#### The problem:
Copy each line below containing "wooden".

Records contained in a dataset
════

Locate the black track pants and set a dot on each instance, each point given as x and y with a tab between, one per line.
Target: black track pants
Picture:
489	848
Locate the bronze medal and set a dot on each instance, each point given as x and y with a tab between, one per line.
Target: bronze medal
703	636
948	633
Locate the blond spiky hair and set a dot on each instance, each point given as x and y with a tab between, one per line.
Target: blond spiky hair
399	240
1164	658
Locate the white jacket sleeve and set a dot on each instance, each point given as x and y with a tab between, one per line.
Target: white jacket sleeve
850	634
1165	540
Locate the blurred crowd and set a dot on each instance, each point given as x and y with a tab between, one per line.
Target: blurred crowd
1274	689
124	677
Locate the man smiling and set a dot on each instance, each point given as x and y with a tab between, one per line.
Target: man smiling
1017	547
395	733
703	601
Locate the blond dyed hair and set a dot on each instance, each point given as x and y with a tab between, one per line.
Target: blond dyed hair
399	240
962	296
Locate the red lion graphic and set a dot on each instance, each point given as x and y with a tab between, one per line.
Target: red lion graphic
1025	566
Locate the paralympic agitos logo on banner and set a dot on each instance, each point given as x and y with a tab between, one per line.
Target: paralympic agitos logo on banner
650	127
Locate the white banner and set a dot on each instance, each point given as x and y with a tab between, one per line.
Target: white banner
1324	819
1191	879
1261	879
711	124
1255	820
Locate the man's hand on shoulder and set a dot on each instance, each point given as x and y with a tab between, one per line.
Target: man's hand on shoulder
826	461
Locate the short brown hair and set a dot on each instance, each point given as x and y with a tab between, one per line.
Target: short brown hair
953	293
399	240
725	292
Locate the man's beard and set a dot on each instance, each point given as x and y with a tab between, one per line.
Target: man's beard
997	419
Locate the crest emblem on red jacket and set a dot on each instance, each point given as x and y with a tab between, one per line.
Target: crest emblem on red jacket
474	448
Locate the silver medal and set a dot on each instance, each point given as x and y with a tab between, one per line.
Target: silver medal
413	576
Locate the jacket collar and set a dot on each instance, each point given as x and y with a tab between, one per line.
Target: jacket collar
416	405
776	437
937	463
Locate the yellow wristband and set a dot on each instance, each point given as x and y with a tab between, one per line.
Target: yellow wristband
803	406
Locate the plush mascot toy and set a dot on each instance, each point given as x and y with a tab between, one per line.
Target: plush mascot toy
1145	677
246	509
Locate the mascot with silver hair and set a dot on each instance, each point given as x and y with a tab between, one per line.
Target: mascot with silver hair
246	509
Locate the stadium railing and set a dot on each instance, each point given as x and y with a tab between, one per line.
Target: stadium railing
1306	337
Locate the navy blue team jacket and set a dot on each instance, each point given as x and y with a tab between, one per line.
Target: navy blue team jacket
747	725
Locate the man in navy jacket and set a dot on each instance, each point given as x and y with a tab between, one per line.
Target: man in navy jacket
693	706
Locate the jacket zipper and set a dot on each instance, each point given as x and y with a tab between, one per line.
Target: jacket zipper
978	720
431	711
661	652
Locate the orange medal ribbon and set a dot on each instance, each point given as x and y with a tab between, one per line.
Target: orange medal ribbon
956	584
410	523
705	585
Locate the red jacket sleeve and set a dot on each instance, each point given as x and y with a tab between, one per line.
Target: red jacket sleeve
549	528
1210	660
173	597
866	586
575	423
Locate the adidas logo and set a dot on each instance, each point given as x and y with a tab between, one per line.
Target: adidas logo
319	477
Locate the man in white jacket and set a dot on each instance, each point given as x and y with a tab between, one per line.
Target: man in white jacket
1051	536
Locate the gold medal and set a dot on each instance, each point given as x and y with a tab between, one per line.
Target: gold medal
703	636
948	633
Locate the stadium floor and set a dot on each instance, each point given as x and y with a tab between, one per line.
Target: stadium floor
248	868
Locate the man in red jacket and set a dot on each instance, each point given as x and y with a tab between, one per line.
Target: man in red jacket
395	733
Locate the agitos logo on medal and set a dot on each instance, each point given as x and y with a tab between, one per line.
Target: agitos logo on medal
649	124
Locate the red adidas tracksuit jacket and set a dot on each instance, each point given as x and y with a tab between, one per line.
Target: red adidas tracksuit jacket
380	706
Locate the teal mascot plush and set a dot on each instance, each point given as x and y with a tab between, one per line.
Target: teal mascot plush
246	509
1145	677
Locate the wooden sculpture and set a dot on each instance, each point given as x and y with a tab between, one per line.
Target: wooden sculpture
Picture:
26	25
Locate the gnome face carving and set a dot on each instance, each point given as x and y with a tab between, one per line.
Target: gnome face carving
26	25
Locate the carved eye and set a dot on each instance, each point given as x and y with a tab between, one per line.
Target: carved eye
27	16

════

#### Solution for this exercise:
Locate the wooden sculpture and set a dot on each instance, each point given as x and y with a tab between, one per line.
Target: wooden sculpture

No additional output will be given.